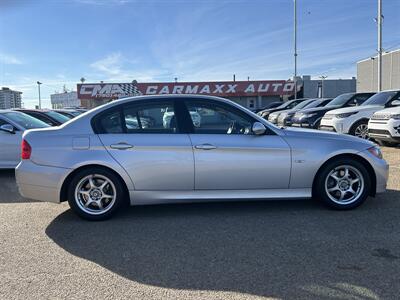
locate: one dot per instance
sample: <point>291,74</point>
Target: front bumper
<point>38,182</point>
<point>385,130</point>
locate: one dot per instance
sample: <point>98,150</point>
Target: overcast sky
<point>60,41</point>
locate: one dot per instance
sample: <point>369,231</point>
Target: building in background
<point>326,88</point>
<point>65,99</point>
<point>9,98</point>
<point>367,72</point>
<point>250,94</point>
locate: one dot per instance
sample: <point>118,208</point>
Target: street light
<point>40,101</point>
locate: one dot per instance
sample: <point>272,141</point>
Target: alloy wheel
<point>344,184</point>
<point>95,194</point>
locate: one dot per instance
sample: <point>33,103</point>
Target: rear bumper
<point>38,182</point>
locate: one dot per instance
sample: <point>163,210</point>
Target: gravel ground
<point>275,250</point>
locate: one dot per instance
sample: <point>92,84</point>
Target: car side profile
<point>97,163</point>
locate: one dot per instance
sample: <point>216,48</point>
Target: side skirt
<point>161,197</point>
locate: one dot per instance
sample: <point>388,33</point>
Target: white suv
<point>384,126</point>
<point>354,120</point>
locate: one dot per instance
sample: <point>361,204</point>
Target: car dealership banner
<point>222,88</point>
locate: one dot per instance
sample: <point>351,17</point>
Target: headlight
<point>345,115</point>
<point>375,151</point>
<point>396,117</point>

================

▶ TASK TO COMPLETE:
Format the rows from the first line through the line containing "<point>60,41</point>", both included, as a JSON list of strings with one string per line. Leave out blank lines and the pictures.

▶ RESPONSE TO THE TASK:
[
  "locate: one dot per instance",
  "sample: <point>291,74</point>",
  "Target: front bumper",
  "<point>38,182</point>",
  "<point>385,130</point>",
  "locate: one dot per instance",
  "sample: <point>98,150</point>",
  "Target: overcast sky",
  "<point>60,41</point>"
]